**** Raw data

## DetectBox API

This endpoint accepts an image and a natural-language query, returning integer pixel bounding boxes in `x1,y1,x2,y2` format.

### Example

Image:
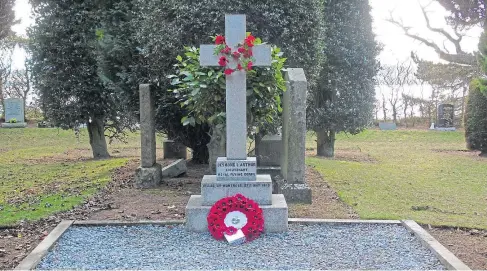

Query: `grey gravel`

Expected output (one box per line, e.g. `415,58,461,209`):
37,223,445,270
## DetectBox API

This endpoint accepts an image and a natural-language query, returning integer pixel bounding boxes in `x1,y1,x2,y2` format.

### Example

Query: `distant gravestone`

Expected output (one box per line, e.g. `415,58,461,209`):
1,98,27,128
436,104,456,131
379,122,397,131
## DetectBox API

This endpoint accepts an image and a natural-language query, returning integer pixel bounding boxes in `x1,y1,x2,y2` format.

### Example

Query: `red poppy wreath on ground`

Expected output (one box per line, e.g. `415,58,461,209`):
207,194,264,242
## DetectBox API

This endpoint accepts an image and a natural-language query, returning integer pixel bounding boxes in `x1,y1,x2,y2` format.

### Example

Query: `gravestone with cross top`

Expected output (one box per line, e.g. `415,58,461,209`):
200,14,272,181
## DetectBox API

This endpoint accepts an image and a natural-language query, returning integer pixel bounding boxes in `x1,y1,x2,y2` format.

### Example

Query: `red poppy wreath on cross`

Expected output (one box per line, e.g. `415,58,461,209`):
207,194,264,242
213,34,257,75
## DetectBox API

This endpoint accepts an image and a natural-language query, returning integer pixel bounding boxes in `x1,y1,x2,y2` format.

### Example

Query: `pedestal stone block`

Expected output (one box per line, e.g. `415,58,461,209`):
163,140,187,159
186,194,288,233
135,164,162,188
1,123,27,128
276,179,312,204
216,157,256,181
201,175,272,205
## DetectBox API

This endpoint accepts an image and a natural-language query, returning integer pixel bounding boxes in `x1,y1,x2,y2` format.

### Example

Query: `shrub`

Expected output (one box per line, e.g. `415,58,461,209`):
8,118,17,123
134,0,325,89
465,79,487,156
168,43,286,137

********
**** Raw data

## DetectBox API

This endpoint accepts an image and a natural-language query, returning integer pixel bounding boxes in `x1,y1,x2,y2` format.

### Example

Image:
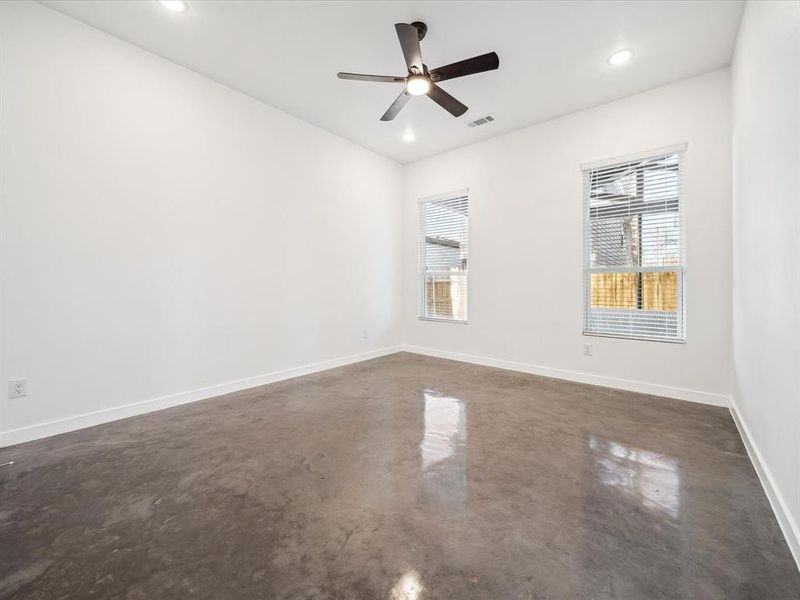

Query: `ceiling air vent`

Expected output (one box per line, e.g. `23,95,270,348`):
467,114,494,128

********

Search the records for the string "poppy" and return every line in which it occurs.

Written answer:
Query: `red poppy wreath on ground`
Query: `red poppy wreath on cross`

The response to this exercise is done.